__Aufgabe 1__.
Tausche in den Datensätzen zwischen der Zeile mit "like x=536, y=332." und der Zeile mit "x=985, y=870", beide eingeschlossen, "pin" gegen "marker" aus und gib diese Zeilen sonst unverändert wieder. Lass die Bilder dabei weg.

__Lesetext__.
══════════════════════════════

# Bikepacking Polen/Slowakei mit "Kind" (13)



## chris5000 (5. August 2019)

Hallo Allerseits,

ich habe kurz überlegt, ob ich das hier überhaupt noch posten kann - denn auf einem Kinderrad war meine Tochter bei unserer Sommerferien-Radtour entlang der Grenze Polen/Slowakei nicht mehr unterwegs. Als der Plan eine Tour zu machen feststand war sie ihrem Luath 700 Large eigentlich schon seit Monaten entwachsen & ein neues Rad musste her. (Wurde ein Conway GRV600)

Wie auch immer: Sie ist 13. Und andere Kinder in dem Alter vielleicht noch nicht 1,77m groß  Von daher ist mein Bericht zur Tour vielleicht doch auch noch - trotz ausgewachsenen Rads - für hiesige Eltern interessant, die vielleicht auch mal so eine ähnliche Tour planen wollen.

Der Bericht wird mehrteilig. Denn es gibt sehr viel zu erzählen. Fertig ist auch erst der 1.Teil - oder vielleicht besser der 0te: Denn da plaudere ich nur zu Planung,  Vorbereitung, Ausrüstung etc. aus dem Nähkästchen. Wenn weitere Teile - die eigentlichen Tourenberichte - fertig sind, werde ich es jeweils auch hier vermelden.

Disclaimer: Der Post enthält viele Produktlinks. Einige davon Werbe-/Affilatelinks. Hey, der ganze Kaufrausch vorher war teurer, als der eigentliche Urlaub. Und wenn man dann über Ausrüstung redet, lag das einfach sehr nahe. Vielleicht kommt ja so der eine oder andere Euro  zurück ;-) Wird sich in den weiteren Teilen, die dann nicht mehr so ausrüstungslastig sind, sicher etwas legen 

Lange Rede, kurzer Sinn - hier geht's für den geneigten Leser zum 1.Teil:

https://www.kinderfahrradfinder.de/blog/post/radreisebericht-bikepacking-kind-planung-ausruestung

Grüße,
Christopher aka Kinderfahrradfinder

ps: Im Anhang schonmal eine kleine Hand voll Fotos von der Tour


----------



## kc85 (6. August 2019)

Immer her damit, ich lese sowas gerne, gerade als Vater von zwei, ebenfalls recht großgewachsenen, Mädels.

kc85


----------



## MTB-News.de




----------



## chris5000 (8. August 2019)

Der Bericht über die Tage 0-3 ist fertig. Oh, mann - das wird noch viel Arbeit für den Rest. Aber ich schreibe es ja auch für meine Tochter und mich auf, bevor die Erinnerung verblasst...

Und bitte entschuldigt das nicht so saubere Layout. CSS und so ist nicht gerade meine Stärke.

══════════════════════════════

__Datensätze__.
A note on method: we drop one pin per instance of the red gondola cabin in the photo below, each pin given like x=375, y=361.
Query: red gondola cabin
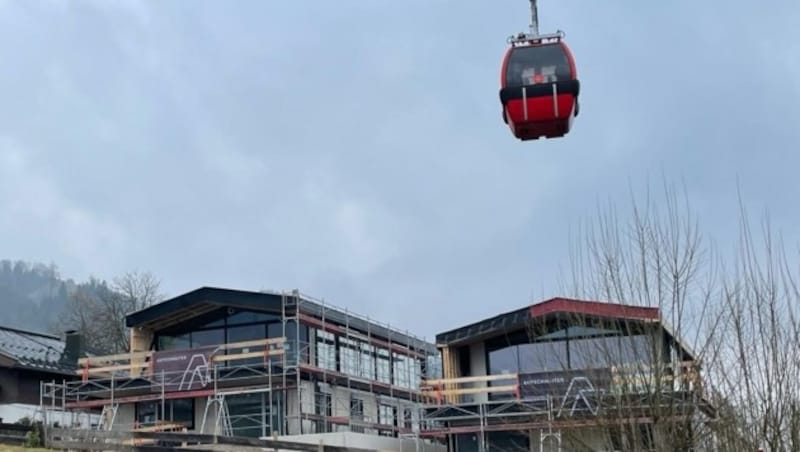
x=539, y=88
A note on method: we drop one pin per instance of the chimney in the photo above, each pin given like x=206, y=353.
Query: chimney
x=73, y=348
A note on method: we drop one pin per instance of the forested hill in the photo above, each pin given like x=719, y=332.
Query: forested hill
x=32, y=295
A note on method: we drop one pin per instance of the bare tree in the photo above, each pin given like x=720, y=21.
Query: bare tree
x=757, y=379
x=98, y=309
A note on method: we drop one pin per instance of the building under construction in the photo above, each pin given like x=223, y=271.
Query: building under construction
x=568, y=375
x=257, y=364
x=560, y=375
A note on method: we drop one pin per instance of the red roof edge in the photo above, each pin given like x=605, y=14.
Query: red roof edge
x=594, y=308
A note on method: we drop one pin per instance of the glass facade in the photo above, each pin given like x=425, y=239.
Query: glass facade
x=178, y=411
x=349, y=355
x=570, y=350
x=255, y=415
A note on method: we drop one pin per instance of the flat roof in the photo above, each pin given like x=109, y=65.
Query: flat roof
x=206, y=299
x=519, y=318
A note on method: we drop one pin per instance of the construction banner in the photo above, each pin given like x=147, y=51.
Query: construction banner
x=183, y=370
x=570, y=390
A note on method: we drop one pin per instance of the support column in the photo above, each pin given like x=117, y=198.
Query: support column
x=141, y=339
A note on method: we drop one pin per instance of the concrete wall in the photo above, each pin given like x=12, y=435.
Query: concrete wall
x=126, y=416
x=364, y=441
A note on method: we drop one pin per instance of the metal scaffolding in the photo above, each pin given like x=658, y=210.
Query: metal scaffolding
x=309, y=394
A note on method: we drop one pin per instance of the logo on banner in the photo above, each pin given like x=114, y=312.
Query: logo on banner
x=183, y=370
x=578, y=390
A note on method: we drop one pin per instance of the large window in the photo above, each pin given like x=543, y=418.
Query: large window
x=236, y=327
x=402, y=370
x=570, y=350
x=255, y=415
x=326, y=350
x=177, y=411
x=367, y=362
x=384, y=366
x=349, y=354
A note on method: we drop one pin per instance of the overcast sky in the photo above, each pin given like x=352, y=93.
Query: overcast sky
x=355, y=149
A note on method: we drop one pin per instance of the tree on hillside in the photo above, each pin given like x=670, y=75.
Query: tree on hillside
x=98, y=309
x=740, y=320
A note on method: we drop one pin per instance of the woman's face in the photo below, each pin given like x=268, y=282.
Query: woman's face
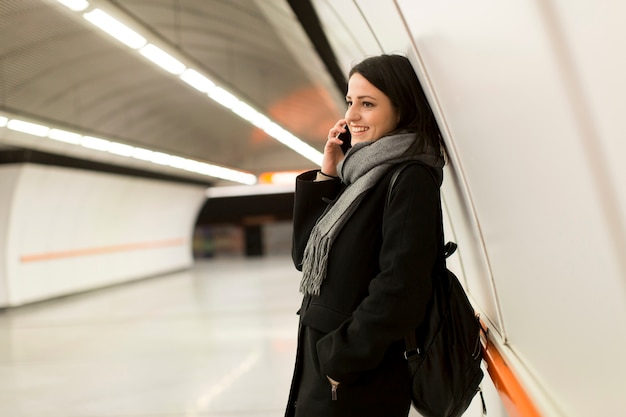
x=370, y=114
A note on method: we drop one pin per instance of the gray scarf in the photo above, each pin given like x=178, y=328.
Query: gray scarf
x=364, y=165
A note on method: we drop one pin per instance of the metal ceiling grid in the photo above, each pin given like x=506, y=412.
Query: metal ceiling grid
x=56, y=67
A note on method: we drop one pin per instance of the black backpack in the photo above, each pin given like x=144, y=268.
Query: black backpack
x=444, y=354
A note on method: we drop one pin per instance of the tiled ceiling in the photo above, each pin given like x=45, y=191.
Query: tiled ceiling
x=58, y=68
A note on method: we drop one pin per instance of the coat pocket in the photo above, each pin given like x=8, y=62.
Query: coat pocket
x=322, y=318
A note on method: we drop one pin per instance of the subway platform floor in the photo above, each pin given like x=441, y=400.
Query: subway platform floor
x=216, y=340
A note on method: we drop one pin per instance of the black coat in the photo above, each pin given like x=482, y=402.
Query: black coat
x=376, y=290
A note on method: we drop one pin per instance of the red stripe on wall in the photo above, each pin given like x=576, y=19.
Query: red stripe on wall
x=73, y=253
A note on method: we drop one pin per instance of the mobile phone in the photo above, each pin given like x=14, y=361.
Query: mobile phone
x=346, y=138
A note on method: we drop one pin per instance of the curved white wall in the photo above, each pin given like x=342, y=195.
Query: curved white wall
x=65, y=230
x=529, y=95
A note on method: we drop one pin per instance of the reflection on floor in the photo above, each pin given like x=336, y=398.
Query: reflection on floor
x=217, y=340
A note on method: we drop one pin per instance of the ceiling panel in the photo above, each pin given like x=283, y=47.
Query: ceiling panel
x=58, y=68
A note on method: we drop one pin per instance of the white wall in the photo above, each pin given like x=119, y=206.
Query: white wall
x=64, y=230
x=529, y=95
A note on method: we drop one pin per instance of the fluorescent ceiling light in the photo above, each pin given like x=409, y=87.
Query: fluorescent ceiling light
x=65, y=136
x=115, y=28
x=75, y=5
x=197, y=80
x=95, y=143
x=162, y=59
x=27, y=127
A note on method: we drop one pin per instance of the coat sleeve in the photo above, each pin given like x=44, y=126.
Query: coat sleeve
x=310, y=201
x=399, y=294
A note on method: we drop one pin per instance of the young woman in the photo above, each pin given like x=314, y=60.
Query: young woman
x=367, y=262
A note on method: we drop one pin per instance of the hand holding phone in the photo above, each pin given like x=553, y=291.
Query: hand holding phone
x=346, y=139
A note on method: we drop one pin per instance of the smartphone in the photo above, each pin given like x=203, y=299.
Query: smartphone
x=346, y=138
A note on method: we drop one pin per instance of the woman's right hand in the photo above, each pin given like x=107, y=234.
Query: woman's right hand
x=332, y=150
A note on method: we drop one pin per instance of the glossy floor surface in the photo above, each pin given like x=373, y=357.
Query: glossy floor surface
x=217, y=340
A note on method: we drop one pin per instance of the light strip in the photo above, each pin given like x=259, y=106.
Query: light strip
x=121, y=149
x=197, y=80
x=115, y=28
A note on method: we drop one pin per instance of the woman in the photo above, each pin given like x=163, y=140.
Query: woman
x=367, y=262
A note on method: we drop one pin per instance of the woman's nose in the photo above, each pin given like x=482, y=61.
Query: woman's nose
x=351, y=114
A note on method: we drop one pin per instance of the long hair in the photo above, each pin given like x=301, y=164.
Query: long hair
x=395, y=77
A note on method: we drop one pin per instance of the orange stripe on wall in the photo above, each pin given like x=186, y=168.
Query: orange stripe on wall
x=73, y=253
x=513, y=396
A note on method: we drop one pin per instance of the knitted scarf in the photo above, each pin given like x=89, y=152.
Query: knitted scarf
x=364, y=165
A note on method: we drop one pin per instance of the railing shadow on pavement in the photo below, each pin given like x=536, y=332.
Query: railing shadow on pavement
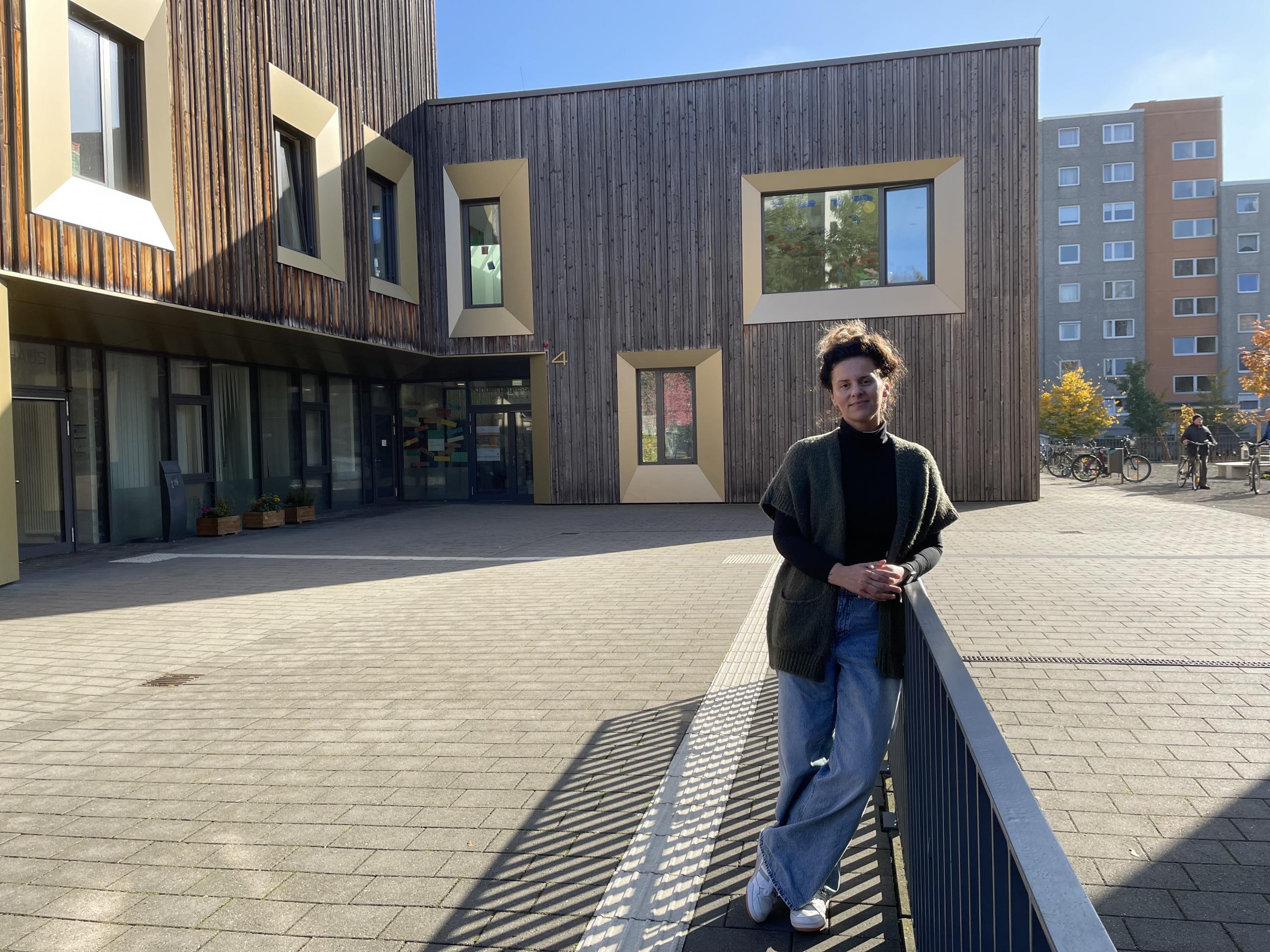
x=983, y=866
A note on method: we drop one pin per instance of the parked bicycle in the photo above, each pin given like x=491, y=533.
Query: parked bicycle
x=1087, y=468
x=1188, y=468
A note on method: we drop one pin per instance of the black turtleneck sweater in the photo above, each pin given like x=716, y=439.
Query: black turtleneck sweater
x=869, y=497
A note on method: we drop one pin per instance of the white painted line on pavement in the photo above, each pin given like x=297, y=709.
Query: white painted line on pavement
x=653, y=894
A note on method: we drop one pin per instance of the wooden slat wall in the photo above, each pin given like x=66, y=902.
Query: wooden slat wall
x=636, y=246
x=374, y=59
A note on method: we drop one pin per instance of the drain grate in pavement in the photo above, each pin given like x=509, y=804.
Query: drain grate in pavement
x=171, y=681
x=1146, y=662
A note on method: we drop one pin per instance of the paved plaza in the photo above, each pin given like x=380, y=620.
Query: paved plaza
x=451, y=726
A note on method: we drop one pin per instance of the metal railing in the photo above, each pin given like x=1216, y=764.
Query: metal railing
x=985, y=870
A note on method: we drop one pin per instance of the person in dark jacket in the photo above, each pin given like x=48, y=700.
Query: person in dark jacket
x=858, y=513
x=1197, y=438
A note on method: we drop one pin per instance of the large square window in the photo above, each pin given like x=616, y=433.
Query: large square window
x=294, y=169
x=667, y=416
x=833, y=239
x=484, y=273
x=381, y=201
x=106, y=106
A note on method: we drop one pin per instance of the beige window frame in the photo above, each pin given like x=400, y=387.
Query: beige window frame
x=508, y=183
x=55, y=191
x=947, y=295
x=395, y=164
x=305, y=111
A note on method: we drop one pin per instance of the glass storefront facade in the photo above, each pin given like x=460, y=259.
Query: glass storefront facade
x=98, y=423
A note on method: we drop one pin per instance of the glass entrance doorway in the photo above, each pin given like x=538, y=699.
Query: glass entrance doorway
x=41, y=428
x=504, y=465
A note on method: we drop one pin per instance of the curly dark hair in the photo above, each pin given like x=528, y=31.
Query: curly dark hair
x=854, y=339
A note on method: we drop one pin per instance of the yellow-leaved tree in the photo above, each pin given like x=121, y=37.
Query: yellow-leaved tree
x=1074, y=409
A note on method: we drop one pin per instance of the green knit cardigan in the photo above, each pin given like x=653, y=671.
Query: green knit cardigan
x=808, y=488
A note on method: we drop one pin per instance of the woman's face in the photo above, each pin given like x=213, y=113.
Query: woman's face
x=859, y=393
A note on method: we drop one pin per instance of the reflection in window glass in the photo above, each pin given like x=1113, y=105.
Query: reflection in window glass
x=484, y=253
x=908, y=240
x=648, y=416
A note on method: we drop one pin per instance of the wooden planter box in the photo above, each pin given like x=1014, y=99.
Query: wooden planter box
x=262, y=521
x=220, y=526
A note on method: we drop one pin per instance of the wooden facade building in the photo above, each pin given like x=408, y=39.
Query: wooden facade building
x=320, y=276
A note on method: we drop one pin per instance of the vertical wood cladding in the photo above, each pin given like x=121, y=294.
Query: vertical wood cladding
x=374, y=59
x=635, y=197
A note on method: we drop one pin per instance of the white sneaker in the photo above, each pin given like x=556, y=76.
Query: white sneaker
x=760, y=892
x=813, y=917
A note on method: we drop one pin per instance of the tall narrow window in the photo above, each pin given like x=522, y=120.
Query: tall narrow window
x=106, y=106
x=293, y=154
x=484, y=275
x=381, y=196
x=667, y=416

══════════════════════════════

__Aufgabe 2__.
Welche Datumsangaben stehen im Lesetext? Zähle alle auf.

__Ergebnis 1__.
A note on method: we drop one marker per instance of the railing shadow on pavement in the photo below, each marker given like x=536, y=332.
Query: railing shadow on pavement
x=983, y=866
A note on method: we drop one marker per instance of the parked bicycle in the photo above, each marker given like x=491, y=533.
Query: parked bicycle
x=1087, y=468
x=1188, y=468
A note on method: we drop one marker per instance of the black turtleneck sweater in the photo above, each marker given like x=716, y=439.
Query: black turtleneck sweater
x=869, y=497
A note on method: we drop one marker per instance of the white painted line on pavement in the photo above, each marker given like x=297, y=709.
Query: white painted line on pavement
x=653, y=894
A note on method: we drop one marker per instance of the wooden slat wall in the photo above, each marker given like x=66, y=902.
Query: wooden slat wall
x=636, y=246
x=374, y=59
A note on method: we drop one marker per instance of the drain grate in pavement in the photo above, each marker given like x=509, y=804.
Query: drain grate in pavement
x=171, y=681
x=1146, y=662
A note on method: we drop one marker per instance of the paved plaza in the photo above, each marker given like x=380, y=620.
Query: paved plaza
x=451, y=726
A note on method: we drop one marker per instance of the metal railing in the photo above, each marker given like x=1216, y=764.
Query: metal railing
x=985, y=870

__Ergebnis 2__.
5. August 2019
6. August 2019
8. August 2019